### Required action
Across the records that follow, how many lines contain the string "tail"? Answer with the number only.

*** The data ***

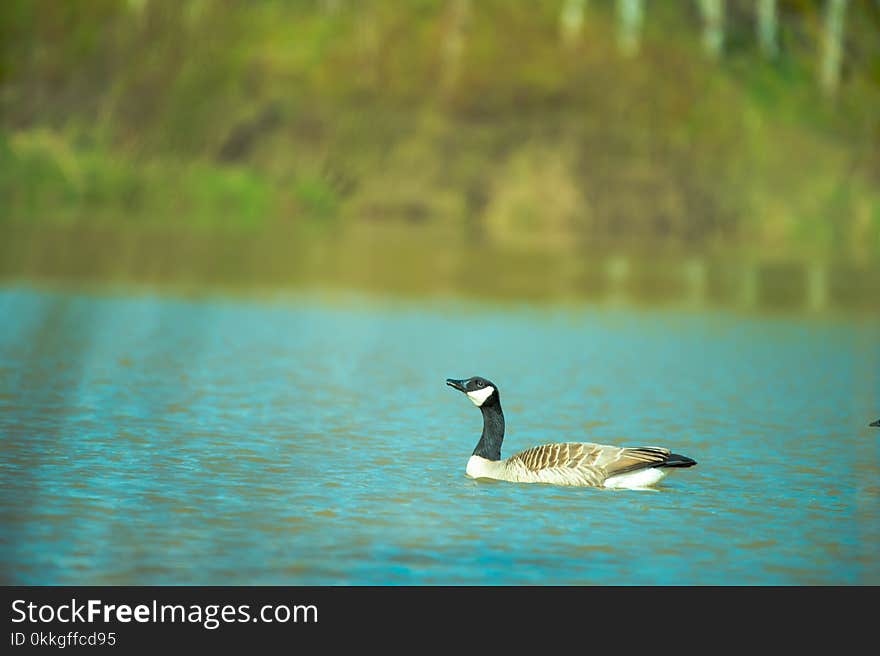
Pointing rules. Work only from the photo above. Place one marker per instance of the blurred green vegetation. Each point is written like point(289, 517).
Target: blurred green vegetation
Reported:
point(304, 121)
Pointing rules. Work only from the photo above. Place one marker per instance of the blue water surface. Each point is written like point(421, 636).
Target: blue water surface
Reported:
point(297, 439)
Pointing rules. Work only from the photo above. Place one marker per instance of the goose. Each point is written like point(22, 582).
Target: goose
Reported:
point(582, 464)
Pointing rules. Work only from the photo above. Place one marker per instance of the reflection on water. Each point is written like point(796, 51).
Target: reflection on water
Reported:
point(152, 440)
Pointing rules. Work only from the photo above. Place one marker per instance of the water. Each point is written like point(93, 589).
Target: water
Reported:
point(161, 440)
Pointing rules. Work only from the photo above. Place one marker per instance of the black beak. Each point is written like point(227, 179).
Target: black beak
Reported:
point(457, 384)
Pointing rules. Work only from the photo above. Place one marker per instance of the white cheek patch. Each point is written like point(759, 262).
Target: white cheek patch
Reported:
point(479, 396)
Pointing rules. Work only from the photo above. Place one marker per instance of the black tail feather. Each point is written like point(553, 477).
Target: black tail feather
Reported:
point(678, 460)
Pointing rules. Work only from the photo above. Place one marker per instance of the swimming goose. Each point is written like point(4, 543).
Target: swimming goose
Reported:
point(565, 463)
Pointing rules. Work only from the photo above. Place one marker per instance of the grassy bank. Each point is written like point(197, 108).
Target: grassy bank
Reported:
point(297, 122)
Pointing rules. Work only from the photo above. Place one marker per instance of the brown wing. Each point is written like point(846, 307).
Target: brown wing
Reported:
point(613, 460)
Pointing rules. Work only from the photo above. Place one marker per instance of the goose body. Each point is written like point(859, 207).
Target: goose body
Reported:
point(584, 464)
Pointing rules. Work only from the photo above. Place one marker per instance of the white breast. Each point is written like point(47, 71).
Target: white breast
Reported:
point(479, 467)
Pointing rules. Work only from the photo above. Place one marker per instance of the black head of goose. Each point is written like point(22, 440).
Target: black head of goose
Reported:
point(564, 463)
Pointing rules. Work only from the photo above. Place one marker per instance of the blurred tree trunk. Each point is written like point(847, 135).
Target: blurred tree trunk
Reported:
point(832, 38)
point(767, 28)
point(571, 21)
point(713, 26)
point(630, 14)
point(454, 41)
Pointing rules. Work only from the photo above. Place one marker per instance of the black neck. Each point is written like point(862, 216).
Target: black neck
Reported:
point(489, 446)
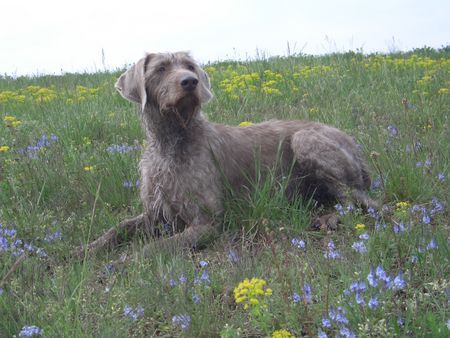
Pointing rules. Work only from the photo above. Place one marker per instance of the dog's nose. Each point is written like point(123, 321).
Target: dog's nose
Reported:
point(189, 83)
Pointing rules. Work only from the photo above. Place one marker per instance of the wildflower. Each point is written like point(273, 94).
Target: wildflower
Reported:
point(437, 206)
point(183, 321)
point(298, 243)
point(127, 184)
point(296, 297)
point(307, 293)
point(360, 226)
point(251, 292)
point(399, 227)
point(326, 322)
point(30, 331)
point(331, 253)
point(196, 298)
point(364, 236)
point(340, 209)
point(432, 245)
point(245, 124)
point(232, 256)
point(373, 303)
point(376, 183)
point(51, 238)
point(345, 332)
point(359, 247)
point(134, 314)
point(282, 334)
point(372, 278)
point(393, 131)
point(338, 315)
point(321, 334)
point(182, 278)
point(122, 148)
point(399, 282)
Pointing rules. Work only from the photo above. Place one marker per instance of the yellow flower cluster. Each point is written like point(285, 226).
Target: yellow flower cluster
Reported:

*** End of The data ***

### Response to this task
2